• **Required work**
In the entries below, find the line containing "Objective — one dot on each instance of the black wheeled". Copy it and all lines after it, exactly, through the end.

START The input

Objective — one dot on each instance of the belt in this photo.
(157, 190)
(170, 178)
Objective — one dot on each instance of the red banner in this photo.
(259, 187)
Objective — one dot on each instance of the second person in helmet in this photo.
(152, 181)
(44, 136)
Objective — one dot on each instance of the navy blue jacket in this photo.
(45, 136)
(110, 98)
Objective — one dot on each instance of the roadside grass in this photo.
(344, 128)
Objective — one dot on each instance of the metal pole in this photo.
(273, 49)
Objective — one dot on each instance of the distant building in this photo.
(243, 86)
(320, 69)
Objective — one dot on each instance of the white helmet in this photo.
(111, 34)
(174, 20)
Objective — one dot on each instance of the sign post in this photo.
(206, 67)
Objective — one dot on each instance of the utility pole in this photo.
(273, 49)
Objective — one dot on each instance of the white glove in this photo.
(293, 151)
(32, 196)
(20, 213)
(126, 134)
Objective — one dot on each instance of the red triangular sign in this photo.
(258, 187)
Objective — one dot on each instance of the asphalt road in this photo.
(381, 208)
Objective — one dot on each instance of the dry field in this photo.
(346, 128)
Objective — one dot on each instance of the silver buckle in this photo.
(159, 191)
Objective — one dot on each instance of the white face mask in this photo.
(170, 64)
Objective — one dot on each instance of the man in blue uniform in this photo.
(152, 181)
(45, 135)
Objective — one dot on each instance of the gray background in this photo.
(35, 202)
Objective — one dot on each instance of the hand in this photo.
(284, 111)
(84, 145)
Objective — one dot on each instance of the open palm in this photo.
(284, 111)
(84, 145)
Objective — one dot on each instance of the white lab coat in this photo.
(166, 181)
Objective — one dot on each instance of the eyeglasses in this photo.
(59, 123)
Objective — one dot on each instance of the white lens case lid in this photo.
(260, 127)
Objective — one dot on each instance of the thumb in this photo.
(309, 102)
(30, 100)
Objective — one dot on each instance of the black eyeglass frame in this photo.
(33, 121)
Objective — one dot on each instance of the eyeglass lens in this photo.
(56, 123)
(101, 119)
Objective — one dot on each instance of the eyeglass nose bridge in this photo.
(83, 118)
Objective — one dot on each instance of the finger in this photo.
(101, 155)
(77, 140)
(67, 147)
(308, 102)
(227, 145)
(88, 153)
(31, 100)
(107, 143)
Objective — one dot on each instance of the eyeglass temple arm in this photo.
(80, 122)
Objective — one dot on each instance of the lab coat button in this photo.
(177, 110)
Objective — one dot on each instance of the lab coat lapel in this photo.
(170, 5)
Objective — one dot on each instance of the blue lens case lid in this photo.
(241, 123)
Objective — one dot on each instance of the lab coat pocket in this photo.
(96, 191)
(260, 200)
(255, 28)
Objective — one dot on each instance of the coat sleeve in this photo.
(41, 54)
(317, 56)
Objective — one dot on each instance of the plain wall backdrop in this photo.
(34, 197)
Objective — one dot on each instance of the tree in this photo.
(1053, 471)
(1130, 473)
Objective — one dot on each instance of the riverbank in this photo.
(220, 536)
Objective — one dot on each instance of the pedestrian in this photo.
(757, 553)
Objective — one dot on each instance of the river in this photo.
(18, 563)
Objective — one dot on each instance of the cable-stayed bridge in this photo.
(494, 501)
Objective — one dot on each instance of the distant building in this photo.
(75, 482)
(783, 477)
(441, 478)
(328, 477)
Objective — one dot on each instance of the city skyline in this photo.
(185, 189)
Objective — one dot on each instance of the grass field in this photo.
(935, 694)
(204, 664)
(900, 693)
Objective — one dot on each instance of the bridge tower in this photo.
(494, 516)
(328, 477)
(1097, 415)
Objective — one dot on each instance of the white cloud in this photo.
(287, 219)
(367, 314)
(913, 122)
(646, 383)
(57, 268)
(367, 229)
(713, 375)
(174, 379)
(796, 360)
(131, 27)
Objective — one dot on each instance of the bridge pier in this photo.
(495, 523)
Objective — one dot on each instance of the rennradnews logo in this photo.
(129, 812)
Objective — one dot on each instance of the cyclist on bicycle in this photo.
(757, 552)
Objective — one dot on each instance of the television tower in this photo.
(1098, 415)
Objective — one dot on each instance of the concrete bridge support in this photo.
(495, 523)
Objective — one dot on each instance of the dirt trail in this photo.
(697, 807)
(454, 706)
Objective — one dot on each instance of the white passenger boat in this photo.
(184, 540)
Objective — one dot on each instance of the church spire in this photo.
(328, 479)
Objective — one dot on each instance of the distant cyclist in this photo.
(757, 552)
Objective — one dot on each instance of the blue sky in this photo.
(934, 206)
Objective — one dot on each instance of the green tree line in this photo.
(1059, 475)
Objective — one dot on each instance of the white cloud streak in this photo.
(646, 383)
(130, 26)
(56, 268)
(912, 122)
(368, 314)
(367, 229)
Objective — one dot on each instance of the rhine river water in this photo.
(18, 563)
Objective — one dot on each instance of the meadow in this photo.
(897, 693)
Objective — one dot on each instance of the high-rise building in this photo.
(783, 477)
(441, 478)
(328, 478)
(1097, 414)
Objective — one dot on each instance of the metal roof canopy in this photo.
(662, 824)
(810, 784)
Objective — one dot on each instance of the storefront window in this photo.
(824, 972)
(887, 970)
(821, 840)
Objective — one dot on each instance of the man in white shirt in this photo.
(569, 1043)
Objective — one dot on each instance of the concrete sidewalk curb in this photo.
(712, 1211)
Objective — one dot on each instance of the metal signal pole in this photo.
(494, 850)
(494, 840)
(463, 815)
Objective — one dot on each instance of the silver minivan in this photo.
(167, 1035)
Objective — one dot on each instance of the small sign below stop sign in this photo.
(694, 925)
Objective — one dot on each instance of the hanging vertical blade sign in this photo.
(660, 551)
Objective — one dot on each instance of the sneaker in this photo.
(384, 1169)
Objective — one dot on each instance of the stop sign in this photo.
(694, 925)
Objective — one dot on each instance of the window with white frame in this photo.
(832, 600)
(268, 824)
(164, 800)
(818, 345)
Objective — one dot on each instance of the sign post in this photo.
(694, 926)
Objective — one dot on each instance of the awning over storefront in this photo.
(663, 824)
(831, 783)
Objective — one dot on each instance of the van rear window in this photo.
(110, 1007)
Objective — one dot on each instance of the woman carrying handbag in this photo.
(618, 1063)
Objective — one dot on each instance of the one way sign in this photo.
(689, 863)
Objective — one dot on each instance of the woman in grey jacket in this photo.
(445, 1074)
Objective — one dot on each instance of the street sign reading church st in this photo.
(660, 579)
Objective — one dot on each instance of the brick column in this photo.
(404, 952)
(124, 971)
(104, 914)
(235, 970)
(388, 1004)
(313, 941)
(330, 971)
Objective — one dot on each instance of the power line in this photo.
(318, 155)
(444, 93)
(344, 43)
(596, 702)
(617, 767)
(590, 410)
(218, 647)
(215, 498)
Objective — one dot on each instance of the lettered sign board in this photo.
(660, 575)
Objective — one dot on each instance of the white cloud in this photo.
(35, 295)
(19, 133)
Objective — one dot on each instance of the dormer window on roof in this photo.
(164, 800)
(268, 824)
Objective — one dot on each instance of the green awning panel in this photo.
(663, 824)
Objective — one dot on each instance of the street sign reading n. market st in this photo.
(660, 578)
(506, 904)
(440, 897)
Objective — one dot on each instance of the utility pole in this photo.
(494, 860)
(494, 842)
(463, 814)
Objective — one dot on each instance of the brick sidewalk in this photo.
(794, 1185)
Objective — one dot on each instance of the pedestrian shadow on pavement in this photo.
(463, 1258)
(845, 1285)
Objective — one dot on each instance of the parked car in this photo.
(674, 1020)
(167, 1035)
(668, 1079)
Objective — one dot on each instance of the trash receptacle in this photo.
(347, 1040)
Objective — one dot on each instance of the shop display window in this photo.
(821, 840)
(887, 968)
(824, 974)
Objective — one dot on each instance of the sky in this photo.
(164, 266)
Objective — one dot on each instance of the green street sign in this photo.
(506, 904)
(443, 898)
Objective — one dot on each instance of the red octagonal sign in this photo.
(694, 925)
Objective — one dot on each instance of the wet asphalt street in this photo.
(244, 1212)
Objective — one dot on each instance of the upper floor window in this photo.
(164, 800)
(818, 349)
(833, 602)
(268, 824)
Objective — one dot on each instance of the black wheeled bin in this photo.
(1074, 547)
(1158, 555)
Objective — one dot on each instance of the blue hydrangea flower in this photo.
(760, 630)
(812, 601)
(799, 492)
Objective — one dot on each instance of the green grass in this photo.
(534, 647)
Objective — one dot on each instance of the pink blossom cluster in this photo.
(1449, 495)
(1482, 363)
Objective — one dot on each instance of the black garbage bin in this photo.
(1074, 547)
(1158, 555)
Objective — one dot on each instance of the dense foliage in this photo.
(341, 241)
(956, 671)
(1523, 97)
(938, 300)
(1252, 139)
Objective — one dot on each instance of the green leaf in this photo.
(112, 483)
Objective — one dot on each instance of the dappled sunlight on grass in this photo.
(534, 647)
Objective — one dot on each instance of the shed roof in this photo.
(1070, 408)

END The input

• **Response to the task**
Objective — one dot on each instance of the black wheeled bin in this photo.
(1074, 547)
(1158, 555)
Objective — one dot on each instance of the blue hydrangea flower in this photo.
(760, 630)
(812, 601)
(799, 492)
Objective — one dot on each instance of the green grass in this photo.
(534, 647)
Objective — one dot on each instance of the pink blossom cluster in this photo.
(1449, 495)
(1482, 363)
Objective — one dot on each instance of the black garbage bin in this photo.
(1074, 547)
(1158, 555)
Objective — one dot on each instance of the dense foliage in this photo.
(341, 241)
(956, 671)
(1523, 97)
(938, 300)
(1252, 139)
Objective — one dot on each instance of the green leaf in this photo.
(112, 483)
Objective — one dot on each instance of the dappled sunlight on grass in this photo.
(534, 647)
Objective — one dot on each instance of the shed roof in this photo.
(1070, 408)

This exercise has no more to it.